◆ CONSIGNE DE TRAVAIL A
Renvoyez sans modification le passage du texte fourni qui commence par « The Night Of, c’est » et se poursuit jusqu'à « Stone (John Turturro) ».
◆ CONSIGNE DE TRAVAIL B
D'après le texte fourni, répondez brièvement aux questions suivantes :
(i) Qui sont les auteurs de la série ?
(ii) Quel acteur interprète Nazir Kahn ?
(iii) Sur quelle chaîne la finale de saison est-elle diffusée lundi ?
◆ CONSIGNE DE TRAVAIL C
Dans la charade du texte fourni, expliquez pourquoi aucun des trois personnages évoqués n'a quoi que ce soit à perdre ou à gagner dans l'affaire.

◆ TEXTE FOURNI

........

The Night Of – Season Finale lundi sur OCS (HBO ce soir)
L’ambivalence au cœur de la série de Steven Zaillian et Richard Price est un état qui ne vous lâche plus passé le premier épisode. Difficile de se faire une intime conviction à mesure que sont exposés les arguments et les preuves des trois parties en présence, par le biais de trois points de vue principaux sur les circonstances de la mort de la jeune victime, incarnés par l’accusé lui-même, ses avocats, et l’accusation. Comme l’exige le déroulé d’un procès aux États-Unis, les faits nous sont présentés avec les conclusions qui s’imposent, puis les témoins, à charge ou non et leurs contre-interrogatoires.

Nazir Kahn – Riz Ahmed
Difficile d’en dire plus sans gâcher le plaisir immense de se laisser porter par cette série réunissant cinq qualités hélas trop rarement associées à un tel niveau de maîtrise, à savoir un scénario tracé au cordeau, des personnages denses, crédibles, terriblement humains, des dialogues secondaires justement dosés, une bande originale entêtante sans être omniprésente et une réalisation époustouflante, mais jamais ostensible. L’ensemble est généreux, inattendu, porté par des interprètes au service de leurs personnages, et filmé avec déférence.
Il ne s’agit pas ici de raconter la série, ni même de la présenter (je vous encourage vivement à lire l’article très complet de Yann Kerjan sur le sujet), mais de partager une expérience, une sourde angoisse, des questions : a-t-on vraiment envie de savoir ? Qu’a-t-on envie de savoir ? Y a-t-il une réponse qui nous satisferait vraiment ?
Et si un innocent cachait un futur coupable ? Et si un coupable regagnait sa liberté ? Que va-t-on finalement savoir dans ce dernier épisode ?

Légers spoilers. Mais spoilers quand même !
The Night Of, c’est aussi une charade. Mon premier est le présent immuable de Jack Stone. Mon second, le lumineux symbole d’avenir de Chandra. Et mon troisième, carré et porteur de la vérité, comme le sergent Box. Mon « tout », c’est qu’aucun des trois n’a à perdre ou à gagner dans cette affaire. Le flic part en retraite, l’avocat n’est pas engagé, la jeune avocate ne joue pas sa réputation et personne ne pleure la victime. Nue et sans état d’âme, la justice, seule, peut sortir grandie ou bafouée de ce procès exemplaire d’un meurtre attribué à un jeune homme sans mobile. À moins que la vérité ne soit dans le compromis ? Insatisfaisant mais équitable ?

Jack Stone (John Turturro)

........

◆ ENTRÉES FOURNIES
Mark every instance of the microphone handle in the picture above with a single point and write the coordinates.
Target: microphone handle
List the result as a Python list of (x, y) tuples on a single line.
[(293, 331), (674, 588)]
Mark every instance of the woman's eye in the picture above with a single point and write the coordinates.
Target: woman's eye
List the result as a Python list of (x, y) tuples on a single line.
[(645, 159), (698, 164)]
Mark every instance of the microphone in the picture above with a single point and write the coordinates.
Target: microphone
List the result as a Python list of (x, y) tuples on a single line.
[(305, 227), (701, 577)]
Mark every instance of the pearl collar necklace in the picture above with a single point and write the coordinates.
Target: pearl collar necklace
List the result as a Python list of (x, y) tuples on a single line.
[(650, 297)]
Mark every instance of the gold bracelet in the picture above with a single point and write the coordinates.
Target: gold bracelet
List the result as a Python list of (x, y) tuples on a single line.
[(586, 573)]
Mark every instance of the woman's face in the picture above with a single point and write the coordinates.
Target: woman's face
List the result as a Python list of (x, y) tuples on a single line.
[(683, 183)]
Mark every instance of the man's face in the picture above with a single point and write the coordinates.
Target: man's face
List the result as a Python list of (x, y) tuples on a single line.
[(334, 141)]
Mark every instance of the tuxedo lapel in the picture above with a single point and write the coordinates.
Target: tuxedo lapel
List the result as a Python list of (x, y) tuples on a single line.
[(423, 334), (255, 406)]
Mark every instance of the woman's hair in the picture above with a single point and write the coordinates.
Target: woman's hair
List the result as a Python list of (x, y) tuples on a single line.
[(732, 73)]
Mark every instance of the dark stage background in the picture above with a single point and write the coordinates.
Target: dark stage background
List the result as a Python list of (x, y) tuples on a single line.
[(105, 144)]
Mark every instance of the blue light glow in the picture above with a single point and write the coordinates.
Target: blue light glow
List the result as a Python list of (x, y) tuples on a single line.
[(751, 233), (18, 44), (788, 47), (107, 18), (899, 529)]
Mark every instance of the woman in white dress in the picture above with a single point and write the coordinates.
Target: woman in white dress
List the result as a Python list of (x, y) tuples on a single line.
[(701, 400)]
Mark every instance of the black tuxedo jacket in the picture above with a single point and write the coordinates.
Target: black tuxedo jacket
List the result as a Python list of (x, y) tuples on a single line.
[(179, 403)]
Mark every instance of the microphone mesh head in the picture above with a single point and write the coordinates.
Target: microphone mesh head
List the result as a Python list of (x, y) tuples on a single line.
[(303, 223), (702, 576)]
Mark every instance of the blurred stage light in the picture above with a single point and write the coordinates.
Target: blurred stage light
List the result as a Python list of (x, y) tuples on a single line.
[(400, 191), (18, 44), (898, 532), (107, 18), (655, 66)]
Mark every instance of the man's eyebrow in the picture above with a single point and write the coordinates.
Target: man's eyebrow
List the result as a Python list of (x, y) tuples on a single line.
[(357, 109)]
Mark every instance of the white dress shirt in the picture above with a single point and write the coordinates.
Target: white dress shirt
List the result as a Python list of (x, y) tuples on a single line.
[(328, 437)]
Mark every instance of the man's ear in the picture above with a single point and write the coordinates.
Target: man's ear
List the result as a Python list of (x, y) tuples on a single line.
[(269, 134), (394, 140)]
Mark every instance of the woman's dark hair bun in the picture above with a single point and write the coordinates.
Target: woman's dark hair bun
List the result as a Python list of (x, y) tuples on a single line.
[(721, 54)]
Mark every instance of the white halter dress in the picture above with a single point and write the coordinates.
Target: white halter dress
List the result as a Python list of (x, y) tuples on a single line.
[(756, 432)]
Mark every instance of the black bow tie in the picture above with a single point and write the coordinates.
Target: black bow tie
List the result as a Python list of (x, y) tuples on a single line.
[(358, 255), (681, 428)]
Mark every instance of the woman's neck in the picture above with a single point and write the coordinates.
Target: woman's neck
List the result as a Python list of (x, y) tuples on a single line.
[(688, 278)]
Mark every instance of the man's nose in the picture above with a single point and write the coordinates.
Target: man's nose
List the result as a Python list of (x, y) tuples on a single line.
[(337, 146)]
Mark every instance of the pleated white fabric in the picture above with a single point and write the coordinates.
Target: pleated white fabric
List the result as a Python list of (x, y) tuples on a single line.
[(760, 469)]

........

◆ ZONE DE RÉPONSE A
The Night Of, c’est aussi une charade. Mon premier est le présent immuable de Jack Stone. Mon second, le lumineux symbole d’avenir de Chandra. Et mon troisième, carré et porteur de la vérité, comme le sergent Box. Mon « tout », c’est qu’aucun des trois n’a à perdre ou à gagner dans cette affaire. Le flic part en retraite, l’avocat n’est pas engagé, la jeune avocate ne joue pas sa réputation et personne ne pleure la victime. Nue et sans état d’âme, la justice, seule, peut sortir grandie ou bafouée de ce procès exemplaire d’un meurtre attribué à un jeune homme sans mobile. À moins que la vérité ne soit dans le compromis ? Insatisfaisant mais équitable ?

Jack Stone (John Turturro)

◆ ZONE DE RÉPONSE B
(i) Steven Zaillian et Richard Price.
(ii) Riz Ahmed.
(iii) OCS.

◆ ZONE DE RÉPONSE C
Le flic part en retraite et l'avocat n'est pas engagé. Quant à la jeune avocate, elle ne joue pas sa réputation.